:: ABOUT THIS TASK ::
All lines from the one that mentions "man's forearm, the" through the last of the entries below must be copied exactly, with both ends kept.

[Photo-based referring expression data]
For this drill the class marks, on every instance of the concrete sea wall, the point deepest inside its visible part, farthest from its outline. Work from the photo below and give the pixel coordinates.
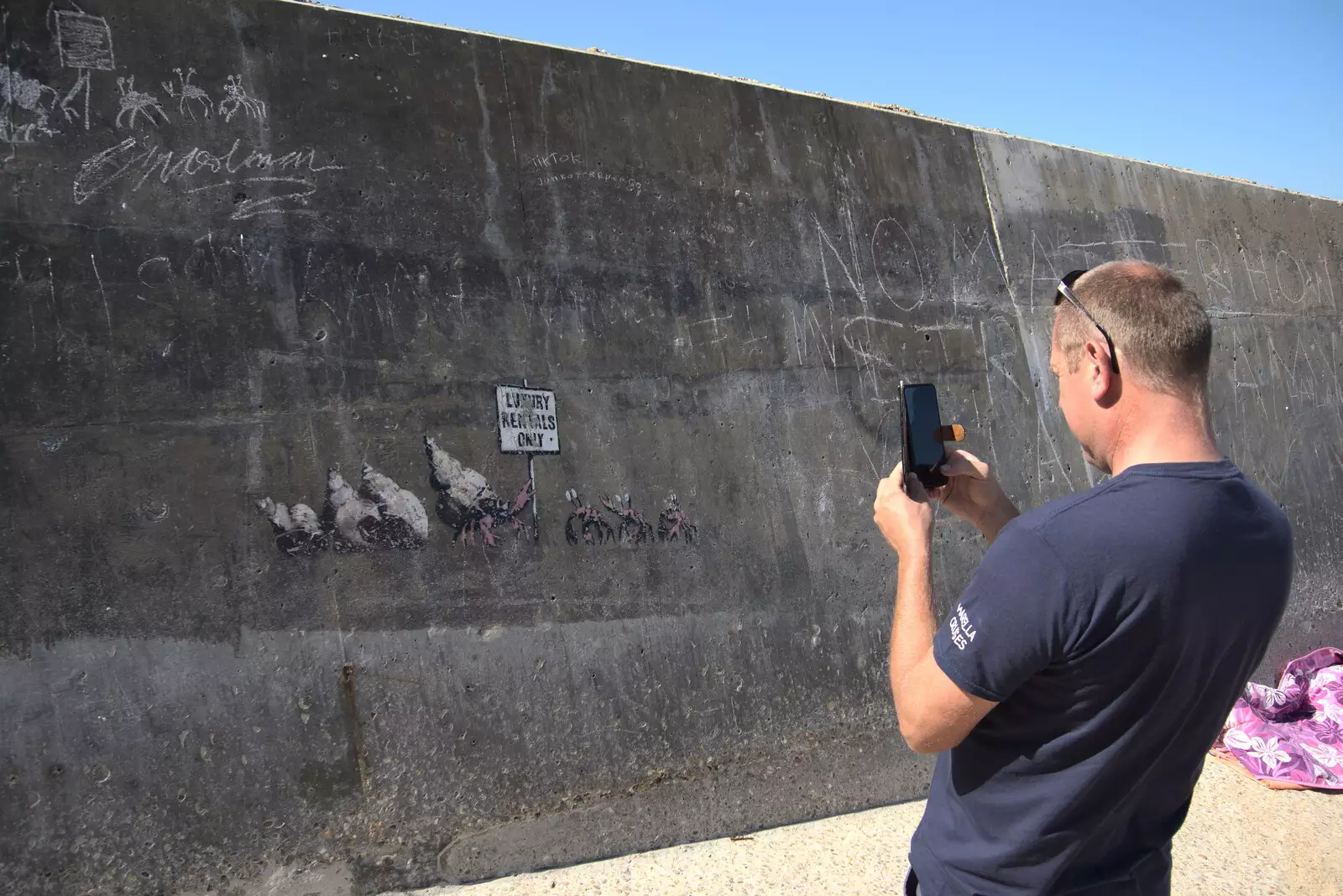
(246, 244)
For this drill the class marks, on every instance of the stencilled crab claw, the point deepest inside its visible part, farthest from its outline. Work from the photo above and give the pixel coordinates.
(524, 497)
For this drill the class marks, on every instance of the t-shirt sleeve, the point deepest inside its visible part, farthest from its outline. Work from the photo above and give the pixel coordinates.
(1011, 622)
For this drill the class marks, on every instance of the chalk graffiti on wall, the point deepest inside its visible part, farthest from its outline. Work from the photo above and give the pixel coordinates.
(379, 515)
(85, 44)
(26, 107)
(187, 93)
(138, 102)
(289, 177)
(468, 503)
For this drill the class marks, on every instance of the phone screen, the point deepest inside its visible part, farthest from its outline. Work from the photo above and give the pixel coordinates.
(924, 451)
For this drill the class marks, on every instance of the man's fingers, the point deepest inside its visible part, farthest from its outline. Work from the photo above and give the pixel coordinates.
(962, 463)
(915, 488)
(893, 482)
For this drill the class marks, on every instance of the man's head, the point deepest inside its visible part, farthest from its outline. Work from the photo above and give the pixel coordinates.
(1162, 340)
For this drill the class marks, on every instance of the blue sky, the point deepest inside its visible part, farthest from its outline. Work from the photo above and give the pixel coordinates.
(1248, 90)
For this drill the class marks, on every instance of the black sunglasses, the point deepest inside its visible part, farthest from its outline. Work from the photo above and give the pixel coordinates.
(1065, 291)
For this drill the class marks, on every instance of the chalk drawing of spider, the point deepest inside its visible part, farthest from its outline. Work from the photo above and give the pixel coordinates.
(238, 98)
(631, 529)
(187, 94)
(136, 103)
(593, 528)
(675, 524)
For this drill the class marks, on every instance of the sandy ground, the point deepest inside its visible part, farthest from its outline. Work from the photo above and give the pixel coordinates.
(1241, 839)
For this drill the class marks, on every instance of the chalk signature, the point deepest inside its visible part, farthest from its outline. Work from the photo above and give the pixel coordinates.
(138, 163)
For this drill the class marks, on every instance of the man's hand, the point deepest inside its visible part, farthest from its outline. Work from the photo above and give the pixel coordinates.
(903, 513)
(974, 494)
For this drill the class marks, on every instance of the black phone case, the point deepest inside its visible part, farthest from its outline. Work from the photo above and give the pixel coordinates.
(927, 477)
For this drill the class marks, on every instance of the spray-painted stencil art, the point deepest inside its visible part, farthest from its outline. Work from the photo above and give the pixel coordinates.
(586, 524)
(468, 503)
(379, 515)
(675, 524)
(631, 529)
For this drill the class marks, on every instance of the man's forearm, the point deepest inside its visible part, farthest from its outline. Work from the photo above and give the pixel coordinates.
(994, 522)
(913, 624)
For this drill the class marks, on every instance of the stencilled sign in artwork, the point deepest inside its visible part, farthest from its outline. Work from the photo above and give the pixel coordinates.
(528, 420)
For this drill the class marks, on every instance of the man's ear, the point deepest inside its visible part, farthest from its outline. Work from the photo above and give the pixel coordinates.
(1100, 374)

:: OUTPUT OF THE TASK ::
For this drill the class marks, on every instance of the man's forearm, the point deepest inside its visible part, farthest from its outline. Work from the photo above and give the pixel coordinates.
(994, 522)
(913, 624)
For this drill the class marks, on every instance of the stencilled sign in artwork, the point deepest inside its visible part, farthest from its outline. Work from the photo above and give the pixel coordinates.
(528, 420)
For this drill the class marks, on every instance of the man's ear, the point deepest inside its visible part, farthest from its outline. Work from the photo above and give the pixel coordinates.
(1100, 374)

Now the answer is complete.